Task brief
Set down exactly the lines that run from the line with "Outline every instance of the bird" to the end of the data, and nothing else.
>> start Input
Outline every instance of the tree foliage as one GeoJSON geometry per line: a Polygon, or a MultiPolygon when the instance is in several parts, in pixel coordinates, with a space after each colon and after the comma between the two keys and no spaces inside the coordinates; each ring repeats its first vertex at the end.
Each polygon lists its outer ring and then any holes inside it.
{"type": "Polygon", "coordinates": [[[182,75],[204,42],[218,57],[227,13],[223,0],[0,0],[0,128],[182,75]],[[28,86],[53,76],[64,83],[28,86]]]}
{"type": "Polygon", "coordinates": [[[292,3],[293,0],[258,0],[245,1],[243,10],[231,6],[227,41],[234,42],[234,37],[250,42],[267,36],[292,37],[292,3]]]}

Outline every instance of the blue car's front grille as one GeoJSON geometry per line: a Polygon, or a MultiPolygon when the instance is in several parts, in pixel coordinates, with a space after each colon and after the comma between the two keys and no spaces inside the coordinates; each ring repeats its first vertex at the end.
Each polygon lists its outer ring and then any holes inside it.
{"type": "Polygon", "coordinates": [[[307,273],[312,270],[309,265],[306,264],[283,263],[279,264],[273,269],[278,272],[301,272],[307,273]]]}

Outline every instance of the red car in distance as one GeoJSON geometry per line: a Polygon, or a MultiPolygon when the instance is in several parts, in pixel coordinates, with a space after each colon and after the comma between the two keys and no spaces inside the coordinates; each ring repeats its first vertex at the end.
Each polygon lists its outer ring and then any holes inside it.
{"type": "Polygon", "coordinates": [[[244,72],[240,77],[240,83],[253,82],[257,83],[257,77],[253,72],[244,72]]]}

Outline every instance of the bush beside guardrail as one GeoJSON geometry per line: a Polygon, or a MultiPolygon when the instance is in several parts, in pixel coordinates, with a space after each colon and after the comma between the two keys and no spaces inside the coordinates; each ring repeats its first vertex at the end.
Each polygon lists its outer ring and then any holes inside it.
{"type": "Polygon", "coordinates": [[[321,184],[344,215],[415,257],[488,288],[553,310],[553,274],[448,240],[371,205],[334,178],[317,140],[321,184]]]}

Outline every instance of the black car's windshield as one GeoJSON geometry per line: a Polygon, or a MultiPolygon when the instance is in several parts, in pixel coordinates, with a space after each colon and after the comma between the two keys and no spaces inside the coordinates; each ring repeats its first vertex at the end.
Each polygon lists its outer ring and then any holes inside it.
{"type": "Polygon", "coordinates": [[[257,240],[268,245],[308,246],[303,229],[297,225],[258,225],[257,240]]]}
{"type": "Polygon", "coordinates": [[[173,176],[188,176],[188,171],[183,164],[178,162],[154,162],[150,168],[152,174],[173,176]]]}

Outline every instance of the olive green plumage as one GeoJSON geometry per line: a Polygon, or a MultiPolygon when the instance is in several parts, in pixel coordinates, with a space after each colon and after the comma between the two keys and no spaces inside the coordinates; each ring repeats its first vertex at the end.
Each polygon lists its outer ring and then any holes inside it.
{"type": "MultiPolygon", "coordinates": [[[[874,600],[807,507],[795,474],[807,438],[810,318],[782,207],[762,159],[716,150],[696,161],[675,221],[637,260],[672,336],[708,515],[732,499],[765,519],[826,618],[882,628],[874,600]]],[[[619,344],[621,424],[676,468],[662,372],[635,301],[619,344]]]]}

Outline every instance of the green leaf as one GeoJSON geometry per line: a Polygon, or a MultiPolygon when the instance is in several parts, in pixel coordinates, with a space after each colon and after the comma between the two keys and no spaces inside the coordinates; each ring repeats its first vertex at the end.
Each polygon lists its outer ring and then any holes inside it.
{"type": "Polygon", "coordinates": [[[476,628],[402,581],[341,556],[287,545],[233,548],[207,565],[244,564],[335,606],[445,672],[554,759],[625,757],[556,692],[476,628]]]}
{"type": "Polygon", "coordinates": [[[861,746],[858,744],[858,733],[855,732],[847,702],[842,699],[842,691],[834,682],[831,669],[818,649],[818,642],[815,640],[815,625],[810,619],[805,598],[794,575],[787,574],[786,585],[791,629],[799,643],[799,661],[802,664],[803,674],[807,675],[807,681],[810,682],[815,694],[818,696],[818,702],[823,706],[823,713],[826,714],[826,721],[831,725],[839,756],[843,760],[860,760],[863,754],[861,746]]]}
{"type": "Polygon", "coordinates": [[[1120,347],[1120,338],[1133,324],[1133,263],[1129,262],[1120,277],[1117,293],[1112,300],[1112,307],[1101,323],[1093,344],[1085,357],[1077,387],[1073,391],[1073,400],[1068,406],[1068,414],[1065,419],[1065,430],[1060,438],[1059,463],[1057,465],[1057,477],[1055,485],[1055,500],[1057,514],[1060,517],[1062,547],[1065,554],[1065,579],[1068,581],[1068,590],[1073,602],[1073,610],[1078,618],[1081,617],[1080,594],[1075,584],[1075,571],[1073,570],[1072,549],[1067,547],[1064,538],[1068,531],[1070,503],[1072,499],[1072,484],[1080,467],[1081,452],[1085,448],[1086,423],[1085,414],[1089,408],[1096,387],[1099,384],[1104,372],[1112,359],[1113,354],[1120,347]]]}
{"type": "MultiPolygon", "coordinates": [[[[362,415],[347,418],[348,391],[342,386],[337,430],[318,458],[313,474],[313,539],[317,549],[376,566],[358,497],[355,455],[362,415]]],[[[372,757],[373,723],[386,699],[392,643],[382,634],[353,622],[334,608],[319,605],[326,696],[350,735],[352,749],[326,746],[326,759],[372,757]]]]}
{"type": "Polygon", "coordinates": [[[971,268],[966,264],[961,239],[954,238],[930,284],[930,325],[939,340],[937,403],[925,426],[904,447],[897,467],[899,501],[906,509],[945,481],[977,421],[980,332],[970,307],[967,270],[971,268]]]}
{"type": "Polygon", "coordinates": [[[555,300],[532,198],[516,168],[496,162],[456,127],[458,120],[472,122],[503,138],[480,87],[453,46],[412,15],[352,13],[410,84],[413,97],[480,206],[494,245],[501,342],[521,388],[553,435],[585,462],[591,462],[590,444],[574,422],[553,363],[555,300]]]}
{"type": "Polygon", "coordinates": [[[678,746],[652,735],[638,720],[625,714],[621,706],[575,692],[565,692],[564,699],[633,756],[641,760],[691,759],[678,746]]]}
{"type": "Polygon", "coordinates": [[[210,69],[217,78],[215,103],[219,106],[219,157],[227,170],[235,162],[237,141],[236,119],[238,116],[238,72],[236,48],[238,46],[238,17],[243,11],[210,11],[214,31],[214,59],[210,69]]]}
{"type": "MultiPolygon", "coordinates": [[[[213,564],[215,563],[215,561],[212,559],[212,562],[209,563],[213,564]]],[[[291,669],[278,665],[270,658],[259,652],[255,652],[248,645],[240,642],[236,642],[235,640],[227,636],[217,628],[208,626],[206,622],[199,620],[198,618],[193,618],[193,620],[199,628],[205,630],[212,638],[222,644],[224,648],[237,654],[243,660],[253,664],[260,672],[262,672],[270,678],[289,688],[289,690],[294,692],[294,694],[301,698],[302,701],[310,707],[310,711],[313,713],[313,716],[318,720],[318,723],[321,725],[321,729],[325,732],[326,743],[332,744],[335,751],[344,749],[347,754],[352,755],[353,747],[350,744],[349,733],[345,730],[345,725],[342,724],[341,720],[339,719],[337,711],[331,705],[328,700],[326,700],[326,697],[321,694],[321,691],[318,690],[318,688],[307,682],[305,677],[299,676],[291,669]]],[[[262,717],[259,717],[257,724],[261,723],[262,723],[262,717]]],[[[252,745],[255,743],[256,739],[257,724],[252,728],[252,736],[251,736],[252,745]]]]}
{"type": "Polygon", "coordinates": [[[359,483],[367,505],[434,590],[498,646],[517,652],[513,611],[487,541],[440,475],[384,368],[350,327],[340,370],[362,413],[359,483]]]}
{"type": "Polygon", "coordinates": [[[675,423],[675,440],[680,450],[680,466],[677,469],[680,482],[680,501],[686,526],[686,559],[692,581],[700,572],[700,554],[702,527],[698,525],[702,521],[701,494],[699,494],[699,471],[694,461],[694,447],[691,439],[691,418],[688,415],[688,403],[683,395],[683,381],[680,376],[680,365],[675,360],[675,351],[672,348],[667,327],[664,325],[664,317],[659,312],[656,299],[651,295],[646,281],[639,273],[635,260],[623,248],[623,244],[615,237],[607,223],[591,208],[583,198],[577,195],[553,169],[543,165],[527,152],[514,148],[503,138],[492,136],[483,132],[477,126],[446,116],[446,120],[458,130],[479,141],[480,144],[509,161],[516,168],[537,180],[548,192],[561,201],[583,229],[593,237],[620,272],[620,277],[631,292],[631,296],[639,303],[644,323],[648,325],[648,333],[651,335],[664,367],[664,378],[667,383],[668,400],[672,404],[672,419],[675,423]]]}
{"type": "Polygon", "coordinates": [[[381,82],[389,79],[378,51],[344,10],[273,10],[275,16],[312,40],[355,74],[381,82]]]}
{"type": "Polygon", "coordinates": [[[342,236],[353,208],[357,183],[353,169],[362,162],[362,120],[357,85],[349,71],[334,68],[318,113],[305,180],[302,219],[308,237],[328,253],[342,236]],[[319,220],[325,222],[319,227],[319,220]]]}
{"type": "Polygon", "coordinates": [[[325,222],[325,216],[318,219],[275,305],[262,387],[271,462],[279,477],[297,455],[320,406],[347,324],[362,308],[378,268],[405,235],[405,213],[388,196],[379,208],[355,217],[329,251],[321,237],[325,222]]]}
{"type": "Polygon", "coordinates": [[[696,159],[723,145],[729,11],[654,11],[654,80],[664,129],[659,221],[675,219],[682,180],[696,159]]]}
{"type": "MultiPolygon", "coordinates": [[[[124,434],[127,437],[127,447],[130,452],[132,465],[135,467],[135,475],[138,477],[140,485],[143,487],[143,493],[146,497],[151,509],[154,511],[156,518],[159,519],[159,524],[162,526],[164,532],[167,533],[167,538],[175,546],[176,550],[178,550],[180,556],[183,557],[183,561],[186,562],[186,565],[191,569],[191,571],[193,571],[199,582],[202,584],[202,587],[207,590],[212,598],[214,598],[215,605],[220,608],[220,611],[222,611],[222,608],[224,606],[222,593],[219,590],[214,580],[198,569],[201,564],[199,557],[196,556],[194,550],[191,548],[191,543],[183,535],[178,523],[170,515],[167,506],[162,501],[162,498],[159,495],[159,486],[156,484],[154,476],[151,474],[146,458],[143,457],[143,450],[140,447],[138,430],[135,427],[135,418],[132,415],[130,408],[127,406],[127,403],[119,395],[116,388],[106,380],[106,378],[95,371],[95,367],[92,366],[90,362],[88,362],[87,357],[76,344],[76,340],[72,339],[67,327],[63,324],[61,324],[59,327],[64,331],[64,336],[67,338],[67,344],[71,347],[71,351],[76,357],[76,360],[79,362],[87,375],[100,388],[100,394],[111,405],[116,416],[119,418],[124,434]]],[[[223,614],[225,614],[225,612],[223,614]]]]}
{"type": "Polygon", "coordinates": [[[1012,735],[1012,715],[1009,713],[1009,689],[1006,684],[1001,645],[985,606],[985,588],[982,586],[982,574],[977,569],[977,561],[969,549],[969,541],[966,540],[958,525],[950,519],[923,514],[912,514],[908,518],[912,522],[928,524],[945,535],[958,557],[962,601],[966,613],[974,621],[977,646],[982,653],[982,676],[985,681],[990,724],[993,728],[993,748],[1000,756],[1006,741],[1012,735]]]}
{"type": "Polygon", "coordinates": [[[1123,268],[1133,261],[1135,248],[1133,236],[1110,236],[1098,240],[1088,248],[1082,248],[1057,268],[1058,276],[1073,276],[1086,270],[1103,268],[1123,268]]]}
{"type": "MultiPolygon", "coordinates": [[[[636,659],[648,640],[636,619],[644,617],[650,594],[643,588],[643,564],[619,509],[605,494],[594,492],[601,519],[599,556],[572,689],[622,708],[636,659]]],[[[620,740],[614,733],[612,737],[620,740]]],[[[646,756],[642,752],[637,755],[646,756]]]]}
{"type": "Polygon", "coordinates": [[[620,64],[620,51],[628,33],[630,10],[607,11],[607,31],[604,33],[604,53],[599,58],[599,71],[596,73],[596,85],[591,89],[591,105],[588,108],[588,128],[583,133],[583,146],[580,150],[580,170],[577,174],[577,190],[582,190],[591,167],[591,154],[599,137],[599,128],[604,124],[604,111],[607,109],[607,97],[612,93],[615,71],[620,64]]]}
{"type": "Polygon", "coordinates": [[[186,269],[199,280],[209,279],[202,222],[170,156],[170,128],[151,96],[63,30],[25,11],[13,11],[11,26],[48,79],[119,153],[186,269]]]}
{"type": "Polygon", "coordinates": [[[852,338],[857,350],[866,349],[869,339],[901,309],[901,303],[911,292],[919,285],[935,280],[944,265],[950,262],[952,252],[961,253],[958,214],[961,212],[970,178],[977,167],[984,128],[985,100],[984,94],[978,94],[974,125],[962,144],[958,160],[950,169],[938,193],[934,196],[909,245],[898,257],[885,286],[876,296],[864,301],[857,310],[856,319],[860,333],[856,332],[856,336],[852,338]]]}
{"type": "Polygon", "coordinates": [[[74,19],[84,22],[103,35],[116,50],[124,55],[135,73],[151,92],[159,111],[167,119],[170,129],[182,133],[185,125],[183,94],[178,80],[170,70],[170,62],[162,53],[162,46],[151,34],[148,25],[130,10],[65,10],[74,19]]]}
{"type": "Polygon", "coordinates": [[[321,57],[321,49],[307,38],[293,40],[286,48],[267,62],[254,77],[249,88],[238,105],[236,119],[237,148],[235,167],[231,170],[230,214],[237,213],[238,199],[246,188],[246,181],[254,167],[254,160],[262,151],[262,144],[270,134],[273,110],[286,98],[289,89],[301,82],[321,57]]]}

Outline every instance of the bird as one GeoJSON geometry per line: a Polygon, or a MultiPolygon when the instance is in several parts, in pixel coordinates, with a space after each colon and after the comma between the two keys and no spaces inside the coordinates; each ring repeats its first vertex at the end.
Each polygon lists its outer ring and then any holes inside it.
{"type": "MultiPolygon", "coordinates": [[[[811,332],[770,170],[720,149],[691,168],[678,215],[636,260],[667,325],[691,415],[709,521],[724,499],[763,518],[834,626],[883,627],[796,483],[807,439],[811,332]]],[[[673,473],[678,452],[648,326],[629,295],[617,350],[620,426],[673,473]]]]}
>> end Input
Answer below
Outline every instance of the bird as one GeoJSON geometry per line: a Polygon, or a MultiPolygon when the instance is in several parts, in pixel coordinates, with a space after each colon and after the comma between the two keys and no spaces inside the coordinates; each ring repeats its first vertex at the end.
Each polygon lists its outer ring and then any holes inside it.
{"type": "MultiPolygon", "coordinates": [[[[811,332],[770,170],[720,149],[691,168],[678,215],[636,260],[667,325],[691,415],[709,521],[724,499],[763,518],[834,626],[883,627],[796,483],[807,439],[811,332]]],[[[673,473],[678,452],[648,326],[629,295],[617,350],[620,426],[673,473]]]]}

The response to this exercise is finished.